TEXT SECTION:
As the disruptive year of 2020 draws closer to its end, UNDP is conducting background research and preparations for a three-year joint project with the Ministry of Digital Transformation of Ukraine (MDT) with support from the Swedish Government. Researchers are interviewing Ukrainians from diverse backgrounds, including ones from vulnerable groups, to make sure that the new initiative truly leaves no one behind and empowers the full realisation of human potential in the country, while drawing specific attention to non-discrimination and personal data protection issues.

During the Maidan protest movement, hundreds of thousands of Ukrainians gathered on Kyiv’s Independence Square to claim their right to a more transparent and accountable government that would respect human rights. Great hopes were in the air in spring 2014, and then once more in 2019. Despite the political changes over the last six years, one policy direction has maintained a steady course – the move towards the digitalization of state services for citizens. The 2019 Presidential electoral promise of “Your State in Your Smartphone” and the upgrade of the State Agency for eGovernance to the ministerial level created the thrust for a rapid acceleration in e-services development. Early 2020 saw the emergence of Diia: a new national platform and accompanying app designed to power a fast-paced digital transformation. The fast tempo is no surprise, given the very ambitious government goal of bringing all services online by 2024.

TASK SET:
a – In the passage on Ukraine's digital transformation, what goal has the government set for 2024?
b – Carry on the passage about Ukraine's digitalization of state services, picking up after its final sentence.

DATASET ENTRIES:
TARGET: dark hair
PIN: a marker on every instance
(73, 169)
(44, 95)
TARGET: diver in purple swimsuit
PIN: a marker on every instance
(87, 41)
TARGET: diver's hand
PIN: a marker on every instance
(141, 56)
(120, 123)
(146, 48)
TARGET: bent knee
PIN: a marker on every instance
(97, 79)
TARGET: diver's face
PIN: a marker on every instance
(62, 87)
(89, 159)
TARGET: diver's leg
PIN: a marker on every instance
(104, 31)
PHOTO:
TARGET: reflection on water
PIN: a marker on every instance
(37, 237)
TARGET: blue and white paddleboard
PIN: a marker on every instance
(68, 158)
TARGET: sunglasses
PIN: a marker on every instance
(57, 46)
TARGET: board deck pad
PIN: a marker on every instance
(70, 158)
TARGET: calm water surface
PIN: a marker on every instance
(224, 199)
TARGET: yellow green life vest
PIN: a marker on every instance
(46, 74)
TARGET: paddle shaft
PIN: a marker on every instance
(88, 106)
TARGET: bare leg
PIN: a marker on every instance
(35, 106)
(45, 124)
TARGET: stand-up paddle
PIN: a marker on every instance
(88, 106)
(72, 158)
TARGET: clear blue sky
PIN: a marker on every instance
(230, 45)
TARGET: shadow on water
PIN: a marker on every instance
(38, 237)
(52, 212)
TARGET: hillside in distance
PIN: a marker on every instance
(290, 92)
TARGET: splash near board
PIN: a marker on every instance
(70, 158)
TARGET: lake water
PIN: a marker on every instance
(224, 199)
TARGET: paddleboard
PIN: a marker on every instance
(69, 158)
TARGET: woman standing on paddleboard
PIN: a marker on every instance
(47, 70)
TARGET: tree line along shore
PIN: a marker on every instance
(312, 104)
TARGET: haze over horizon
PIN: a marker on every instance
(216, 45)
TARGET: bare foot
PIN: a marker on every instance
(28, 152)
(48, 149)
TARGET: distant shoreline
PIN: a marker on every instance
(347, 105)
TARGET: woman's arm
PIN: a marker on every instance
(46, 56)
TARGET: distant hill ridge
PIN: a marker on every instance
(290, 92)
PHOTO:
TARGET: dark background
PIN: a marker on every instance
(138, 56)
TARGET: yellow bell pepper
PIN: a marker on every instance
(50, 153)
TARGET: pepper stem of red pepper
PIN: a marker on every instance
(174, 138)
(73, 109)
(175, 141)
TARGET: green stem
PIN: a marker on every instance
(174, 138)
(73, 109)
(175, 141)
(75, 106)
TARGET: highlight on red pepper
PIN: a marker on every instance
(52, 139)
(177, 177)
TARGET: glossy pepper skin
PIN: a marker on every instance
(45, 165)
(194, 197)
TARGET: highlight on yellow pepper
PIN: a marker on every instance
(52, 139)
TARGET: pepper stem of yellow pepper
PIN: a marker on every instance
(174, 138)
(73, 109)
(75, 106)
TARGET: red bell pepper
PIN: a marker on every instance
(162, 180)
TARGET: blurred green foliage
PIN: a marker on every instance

EXPECTED OUTPUTS:
a – To bring all services online.

b –
At the same time, the digital transformation of services for citizens is not just about IT solutions, software or servers. It may sound counter-intuitive, but the foundations for successful service “re-engineering” (transformation of paper-based services into digital ones) are built on the painstaking processes of re-thinking the way that users go through their various life situations. One has to consider a multitude of possibilities of what challenges a person may face, and, more importantly, who this person is and what life circumstances surround them. The creation of user scenarios (so-called “user stories”) with numerous parameters for various citizen-clients, the design of regulations that support the user story tree, and, ideally, validation with different categories of citizens, arguably take more time and effort than writing the software to bring the services to life on a screen.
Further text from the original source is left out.